Так и всякий человек бывает смиренным и удобосокрушительным или жестокосердым и бесчувственным не по естеству, но от доброго или злого произволения своего. Ибо, скажи мне, как может умилиться душою или испустить каплю слезную из очей своих тот, кто кружится там и здесь почти каждый день, и заботы никакой не имея ни о молитве, ни о чтении, ни о молчании и уединении, но иной раз во время службы ведет беседу с теми, которые стоят подле него, и чрез то лишает доброго плода от бывания на церковном последовании не только себя, но и тех, с коими разговаривает, в другой раз пересмеивает и пересуждает благочестивых и добродетельных братий, а то и самого игумена? Как может прийти в сокрушение тот, кто любопытно разузнает о всех монастырских делах, равно как о делах и жизни каждого из братий, и при встречах одному говорит: вчера я слышал то и то, другого спрашивает: слышал, что случилось с тем бедным братом, или: знаешь, какая беда с таким-то? Такой когда найдет свободное время вспомнить о своих собственных грехах, чтоб поскорбеть о них и поплакать о себе самом? Опять и тот, кто выходит из церкви во время чтения, садится около нее или вдали от нее и начинает разговаривать с другими, причем то он говорит что-нибудь, то другие, и ведут речи бесполезные, говоря один: слышали, что сделал игумен с таким-то братом? другой: а если я вам скажу, что сделал игумен с таким-то бедным, то что вы тогда скажете? - Итак, ведя такие и еще худшие этих беседы, и занимаясь такими пустяками, будет ли он иметь время прийти в чувства, подумать о своих согрешениях и поплакать об них?

======

**Поставленная задача 1**
Подсчитайте строки списка, в которых встречается слово «flowers», и укажите только их число.

======

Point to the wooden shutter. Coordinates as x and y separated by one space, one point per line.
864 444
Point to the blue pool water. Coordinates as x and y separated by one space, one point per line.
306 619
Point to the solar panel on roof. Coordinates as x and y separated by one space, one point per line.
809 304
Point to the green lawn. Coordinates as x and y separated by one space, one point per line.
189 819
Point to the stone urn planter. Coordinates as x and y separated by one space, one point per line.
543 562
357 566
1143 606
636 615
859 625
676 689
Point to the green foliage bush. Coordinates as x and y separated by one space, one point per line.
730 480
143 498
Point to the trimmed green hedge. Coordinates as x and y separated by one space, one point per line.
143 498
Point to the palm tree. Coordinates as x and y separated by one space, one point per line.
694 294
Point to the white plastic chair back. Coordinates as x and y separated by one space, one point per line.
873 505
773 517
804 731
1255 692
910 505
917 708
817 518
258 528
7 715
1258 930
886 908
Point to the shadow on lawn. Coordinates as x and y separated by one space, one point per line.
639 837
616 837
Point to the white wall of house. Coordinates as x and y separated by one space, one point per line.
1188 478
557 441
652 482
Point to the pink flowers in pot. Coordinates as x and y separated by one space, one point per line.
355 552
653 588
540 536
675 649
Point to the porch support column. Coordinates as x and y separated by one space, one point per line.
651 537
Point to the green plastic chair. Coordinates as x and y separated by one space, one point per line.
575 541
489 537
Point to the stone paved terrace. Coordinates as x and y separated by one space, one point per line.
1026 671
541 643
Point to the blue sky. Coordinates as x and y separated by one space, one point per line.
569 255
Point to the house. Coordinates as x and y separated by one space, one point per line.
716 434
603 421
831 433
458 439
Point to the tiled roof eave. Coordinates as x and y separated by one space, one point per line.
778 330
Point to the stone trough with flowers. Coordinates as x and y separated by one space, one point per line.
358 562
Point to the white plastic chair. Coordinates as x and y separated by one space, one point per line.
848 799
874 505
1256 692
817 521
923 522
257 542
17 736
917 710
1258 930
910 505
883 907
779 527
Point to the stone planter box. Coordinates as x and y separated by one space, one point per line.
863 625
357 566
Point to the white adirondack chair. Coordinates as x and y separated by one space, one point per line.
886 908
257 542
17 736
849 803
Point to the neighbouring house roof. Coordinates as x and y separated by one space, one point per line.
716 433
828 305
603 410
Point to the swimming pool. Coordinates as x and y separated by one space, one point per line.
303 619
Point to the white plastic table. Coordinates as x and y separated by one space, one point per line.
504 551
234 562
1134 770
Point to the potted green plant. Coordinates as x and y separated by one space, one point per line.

======

**Поставленная задача 2**
Пожалуйста, перепечатайте отрывок для чтения целиком, без единого изменения.

**Ожидаемый ответ 1**
2

**Ожидаемый ответ 2**
Так и всякий человек бывает смиренным и удобосокрушительным или жестокосердым и бесчувственным не по естеству, но от доброго или злого произволения своего. Ибо, скажи мне, как может умилиться душою или испустить каплю слезную из очей своих тот, кто кружится там и здесь почти каждый день, и заботы никакой не имея ни о молитве, ни о чтении, ни о молчании и уединении, но иной раз во время службы ведет беседу с теми, которые стоят подле него, и чрез то лишает доброго плода от бывания на церковном последовании не только себя, но и тех, с коими разговаривает, в другой раз пересмеивает и пересуждает благочестивых и добродетельных братий, а то и самого игумена? Как может прийти в сокрушение тот, кто любопытно разузнает о всех монастырских делах, равно как о делах и жизни каждого из братий, и при встречах одному говорит: вчера я слышал то и то, другого спрашивает: слышал, что случилось с тем бедным братом, или: знаешь, какая беда с таким-то? Такой когда найдет свободное время вспомнить о своих собственных грехах, чтоб поскорбеть о них и поплакать о себе самом? Опять и тот, кто выходит из церкви во время чтения, садится около нее или вдали от нее и начинает разговаривать с другими, причем то он говорит что-нибудь, то другие, и ведут речи бесполезные, говоря один: слышали, что сделал игумен с таким-то братом? другой: а если я вам скажу, что сделал игумен с таким-то бедным, то что вы тогда скажете? - Итак, ведя такие и еще худшие этих беседы, и занимаясь такими пустяками, будет ли он иметь время прийти в чувства, подумать о своих согрешениях и поплакать об них?